--- Selected passage ---
— Start —

The Reality of Olusoga being a Historian of any merit has to be questioned
Why does this give me the same vibes I got from the New York Times and their 1619 project by a bunch of radicals like Nikole Hannah-Jones!!! 😒
'Two things can be true at the same time.' Well, who'd have thought it?
Professor Milli Vanilli told us - so it must be fact !
Mansa Musa, perhaps the richest man in history who took 12,000 slaves on his hajj.... silence. Portugal taking almost twice as many slaves from Africa as Britain... silence. Arab slavery... silence. Modern slavery... silence. Dave is a bit picky about the slavery he thinks counts.
*''Facts About Slavery Never Mentioned In Schools (Thomas Sowell)''*
Thomas sowell is a sellout
From Wikipedia. 'Slavery in Mali exists today, with as many as 200,000 people held in direct servitude to a master.' maybe The Guardian should focus on this?
Doesn't fit their narrative.
It is always easier to criticize those who tolerate criticism than those who oppose it.

— End —

Extract from the comment thread the exact passage that begins at the words "Professor Milli Vanilli" and stops after the words "he thinks counts.". The listing that follows is separate material, unrelated to the comment thread.

--- Data segment ---
— Start —

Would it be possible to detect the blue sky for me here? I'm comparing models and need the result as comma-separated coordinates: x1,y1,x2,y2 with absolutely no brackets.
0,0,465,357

— End —

--- Worked solution ---
Professor Milli Vanilli told us - so it must be fact !
Mansa Musa, perhaps the richest man in history who took 12,000 slaves on his hajj.... silence. Portugal taking almost twice as many slaves from Africa as Britain... silence. Arab slavery... silence. Modern slavery... silence. Dave is a bit picky about the slavery he thinks counts.